• How to complete this task: Would you reproduce each of the records below precisely, with the pictures left out?

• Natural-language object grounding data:
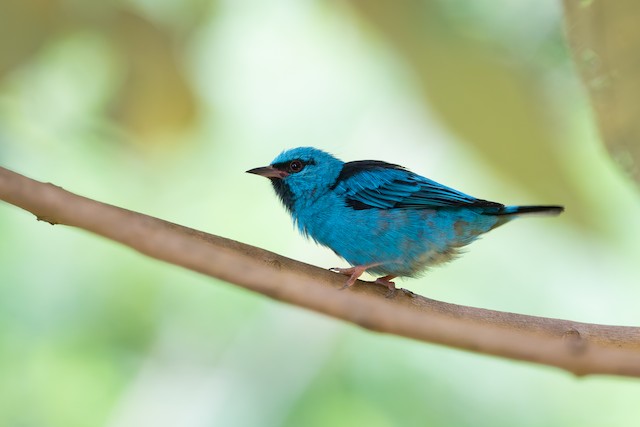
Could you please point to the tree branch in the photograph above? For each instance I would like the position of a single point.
(581, 348)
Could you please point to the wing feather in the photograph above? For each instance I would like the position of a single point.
(379, 185)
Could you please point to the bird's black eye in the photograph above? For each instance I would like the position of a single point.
(296, 166)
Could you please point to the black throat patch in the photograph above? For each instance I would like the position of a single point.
(284, 193)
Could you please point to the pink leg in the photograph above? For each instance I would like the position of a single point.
(387, 281)
(352, 272)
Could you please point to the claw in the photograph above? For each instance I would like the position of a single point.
(386, 281)
(355, 272)
(352, 272)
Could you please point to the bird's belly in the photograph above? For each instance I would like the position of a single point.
(397, 242)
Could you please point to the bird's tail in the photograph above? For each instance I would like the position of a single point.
(512, 211)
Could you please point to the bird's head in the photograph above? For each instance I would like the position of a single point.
(301, 174)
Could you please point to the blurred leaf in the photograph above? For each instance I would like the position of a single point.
(605, 39)
(25, 25)
(155, 98)
(489, 98)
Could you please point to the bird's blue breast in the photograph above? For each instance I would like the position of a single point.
(402, 242)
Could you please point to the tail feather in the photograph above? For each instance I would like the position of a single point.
(550, 210)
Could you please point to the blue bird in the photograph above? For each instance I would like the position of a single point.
(381, 217)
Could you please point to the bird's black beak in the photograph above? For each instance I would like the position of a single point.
(268, 172)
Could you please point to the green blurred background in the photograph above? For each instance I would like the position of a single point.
(160, 106)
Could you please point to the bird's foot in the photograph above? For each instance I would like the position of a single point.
(352, 272)
(386, 281)
(355, 272)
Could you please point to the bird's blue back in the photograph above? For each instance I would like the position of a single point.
(381, 215)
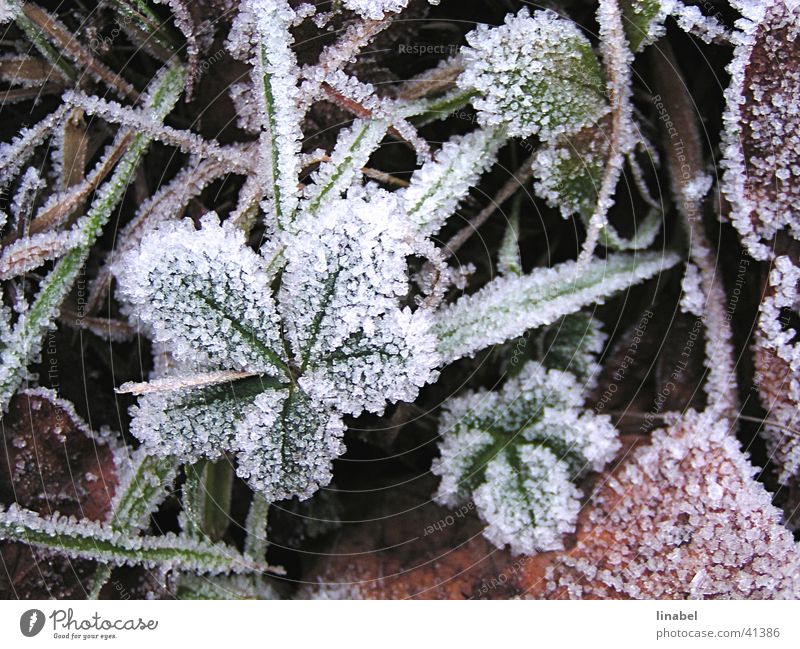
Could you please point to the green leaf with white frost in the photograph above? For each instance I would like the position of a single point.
(508, 306)
(206, 294)
(143, 484)
(24, 343)
(439, 186)
(82, 539)
(352, 151)
(260, 36)
(517, 452)
(554, 84)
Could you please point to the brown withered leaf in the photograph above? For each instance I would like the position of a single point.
(683, 518)
(50, 462)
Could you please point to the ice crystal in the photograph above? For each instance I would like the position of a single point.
(517, 452)
(260, 36)
(762, 126)
(191, 286)
(439, 186)
(375, 9)
(777, 357)
(683, 518)
(335, 341)
(508, 306)
(535, 74)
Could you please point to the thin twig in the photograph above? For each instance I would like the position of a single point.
(511, 186)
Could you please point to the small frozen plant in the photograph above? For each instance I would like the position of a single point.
(517, 452)
(322, 293)
(348, 346)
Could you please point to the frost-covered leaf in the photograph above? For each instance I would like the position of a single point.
(517, 452)
(534, 74)
(643, 22)
(340, 297)
(390, 362)
(260, 36)
(286, 444)
(354, 145)
(777, 360)
(87, 540)
(439, 186)
(762, 126)
(508, 306)
(26, 339)
(683, 518)
(206, 294)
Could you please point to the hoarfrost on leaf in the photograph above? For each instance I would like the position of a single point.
(517, 452)
(683, 505)
(535, 74)
(761, 141)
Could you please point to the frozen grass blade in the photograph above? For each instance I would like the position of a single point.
(508, 306)
(25, 341)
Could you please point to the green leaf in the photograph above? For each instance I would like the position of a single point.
(508, 306)
(26, 339)
(87, 540)
(639, 21)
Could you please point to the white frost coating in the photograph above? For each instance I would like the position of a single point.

• Result for this exercise:
Could you please point to the tree branch in the photograph above? For each instance I would like the position of a single point.
(581, 348)
Could you please point to the wing feather in the photograph above? For each instance I would like the position of a single point.
(379, 185)
Could you please point to the bird's black eye in the photograph above? For each instance I would like the position of a single point.
(296, 166)
Could you please point to the black throat patch in the photograph above? For each instance I would like the position of a single point.
(284, 193)
Could you please point to the pink leg in the photograph above? For each instance I would like the position of a single point.
(387, 281)
(352, 272)
Could you please point to the claw in the photograph above? For each instance I would like the position of a single point.
(386, 281)
(355, 272)
(352, 272)
Could you please point to the bird's belly in the photograph above? For each instance I would like the position of a single point.
(397, 242)
Could you please point to the bird's tail in the photograph above? For each instance I would like the position of a single point.
(512, 211)
Could you please point to the bird's head in the photograph above? For each instance I would like the position of a single point.
(301, 174)
Could you please point to the blurred leaf in the photograph above? For each instance I would like the position of a single point.
(605, 39)
(25, 25)
(155, 98)
(489, 98)
Could you please point to the bird's blue breast in the photograph above? For each instance I would like the position of a single point.
(402, 242)
Could you please point to the tail feather in the photograph above? For each instance I would like the position of a single point.
(550, 210)
Could you please point to the blue bird in the photograph above? For each instance I would like the position of a single point.
(381, 217)
Could you please point to the bird's black beak in the photograph above? For each instance I would like the position of a single point.
(268, 172)
Could you please point to the green blurred background in the photograph above? For each instance I would like the position of a single point.
(160, 106)
Could you please point to the bird's foot in the photograph above? For each instance I would like the position of a single point.
(352, 272)
(386, 281)
(355, 272)
Could you please point to the bird's blue back in the photograph above? For each instance I would like the position of a single point.
(381, 215)
Could you please point to the green leaf with white frost in the photograph above? For each instance I would like the position of a single point.
(508, 306)
(206, 294)
(143, 484)
(24, 343)
(439, 186)
(82, 539)
(352, 151)
(260, 36)
(517, 452)
(554, 84)
Could you please point to the brown withered leaf in the photograph above? For each instance I would like the position of a single point.
(683, 518)
(50, 462)
Could you please point to the ice crystal in the photograph above? For each instance I would like the position of a single point.
(517, 452)
(260, 36)
(762, 126)
(191, 286)
(439, 186)
(375, 9)
(777, 357)
(683, 518)
(335, 341)
(508, 306)
(535, 74)
Could you please point to the thin twig in the photograph above? For each instance I would like the position of a single point.
(511, 186)
Could you please point to the small frozen plant in the photograph above? For each instance I would like the position of a single point.
(517, 452)
(322, 293)
(348, 346)
Could you please point to the frost-covered leaf in the photograph above? For each instance I would like the position of a single point.
(517, 452)
(534, 74)
(643, 22)
(340, 297)
(390, 362)
(260, 36)
(286, 444)
(354, 145)
(777, 360)
(87, 540)
(439, 186)
(762, 126)
(508, 306)
(26, 339)
(683, 518)
(206, 294)
Could you please point to the hoarfrost on leaf in the photograph above? For each instance I would like the position of a single point.
(517, 452)
(683, 505)
(535, 74)
(761, 141)
Could you please point to the frozen grass blade in the photograph above? For each instance I would like the position of a single point.
(508, 306)
(25, 341)
Could you please point to the green leaf in the photograph above? For each instance I would like the position of a single point.
(508, 306)
(26, 339)
(87, 540)
(639, 21)
Could you please point to the white frost coating in the photograph above? For each instance I would like the position of a single point.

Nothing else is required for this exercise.